Task details: Could you print every one of the entries below again, word for word and unchanged?

Coordinate annotation entries:
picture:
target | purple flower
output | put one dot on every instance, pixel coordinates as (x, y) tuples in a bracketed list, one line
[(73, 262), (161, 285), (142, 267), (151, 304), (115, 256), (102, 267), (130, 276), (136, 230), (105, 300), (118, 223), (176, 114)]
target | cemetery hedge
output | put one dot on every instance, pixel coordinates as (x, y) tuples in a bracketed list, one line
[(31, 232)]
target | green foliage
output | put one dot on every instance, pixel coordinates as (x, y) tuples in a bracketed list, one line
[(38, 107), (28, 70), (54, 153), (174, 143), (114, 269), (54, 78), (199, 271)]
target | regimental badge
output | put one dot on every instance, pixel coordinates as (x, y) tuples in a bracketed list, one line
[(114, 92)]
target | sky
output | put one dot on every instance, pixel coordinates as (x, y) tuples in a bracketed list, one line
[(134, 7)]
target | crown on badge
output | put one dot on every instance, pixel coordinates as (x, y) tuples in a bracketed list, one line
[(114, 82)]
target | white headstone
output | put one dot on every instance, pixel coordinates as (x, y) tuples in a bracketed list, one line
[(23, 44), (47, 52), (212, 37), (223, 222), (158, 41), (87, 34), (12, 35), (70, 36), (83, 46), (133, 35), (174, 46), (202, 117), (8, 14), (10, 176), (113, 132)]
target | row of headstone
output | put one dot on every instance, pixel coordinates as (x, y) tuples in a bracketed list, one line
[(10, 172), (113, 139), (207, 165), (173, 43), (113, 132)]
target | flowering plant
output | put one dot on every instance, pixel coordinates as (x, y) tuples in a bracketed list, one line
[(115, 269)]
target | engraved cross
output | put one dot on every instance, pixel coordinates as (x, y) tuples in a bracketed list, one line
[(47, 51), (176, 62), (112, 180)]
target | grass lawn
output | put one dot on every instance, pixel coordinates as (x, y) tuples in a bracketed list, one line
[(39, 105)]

Task response:
picture:
target | purple flower
output | put one dot on every instance, pixel coordinates as (x, y) tuples in a bracketed list, one line
[(73, 262), (161, 285), (142, 267), (151, 304), (115, 256), (102, 267), (130, 276), (136, 230), (105, 300), (118, 223), (176, 114)]
target | cemetery hedge
output | put one dot on every instance, pixel coordinates as (x, y) tuples in a bracketed list, one line
[(31, 232)]
target | green foliage
output | put one dot on every instance, pixel coordinates as (x, y) tuples in a bracketed list, one line
[(38, 107), (28, 70), (54, 153), (174, 143), (114, 269), (54, 78), (199, 271)]
target | regimental badge
output | put one dot on every instance, pixel coordinates as (x, y) tuples in a bracketed list, one line
[(114, 92)]
target | sky
output | put one dot on every instance, pixel coordinates as (x, y) tuples in a bracketed list, one line
[(134, 7)]
target | crown on badge
output | put one dot on every instance, pixel coordinates as (x, y) tuples in a bracketed list, one line
[(114, 82)]
target | white headstone
output | put one dot on every instance, pixel coordinates as (x, y) tuples in a bracketed list, one line
[(23, 44), (47, 52), (212, 37), (223, 222), (158, 41), (87, 34), (12, 35), (70, 36), (83, 46), (133, 35), (174, 46), (202, 117), (8, 14), (10, 176), (113, 132)]
target | row of headstone
output | put one dot on every instance, pixel coordinates as (x, y) tuples in a bracketed list, one line
[(10, 172), (113, 139), (207, 165), (173, 43), (113, 132)]
target | flowering plant
output | put one dot on every instance, pixel coordinates as (x, y) tuples in a bracketed list, one line
[(115, 269)]
target | engraved cross
output | put one dot on every instance, pixel coordinates as (x, y) tuples in a bracketed list, one line
[(47, 51), (176, 62), (112, 180)]
target | grass lawn
output | put one dot on every instance, pixel coordinates as (x, y) tuples in a bracketed list, one line
[(39, 105)]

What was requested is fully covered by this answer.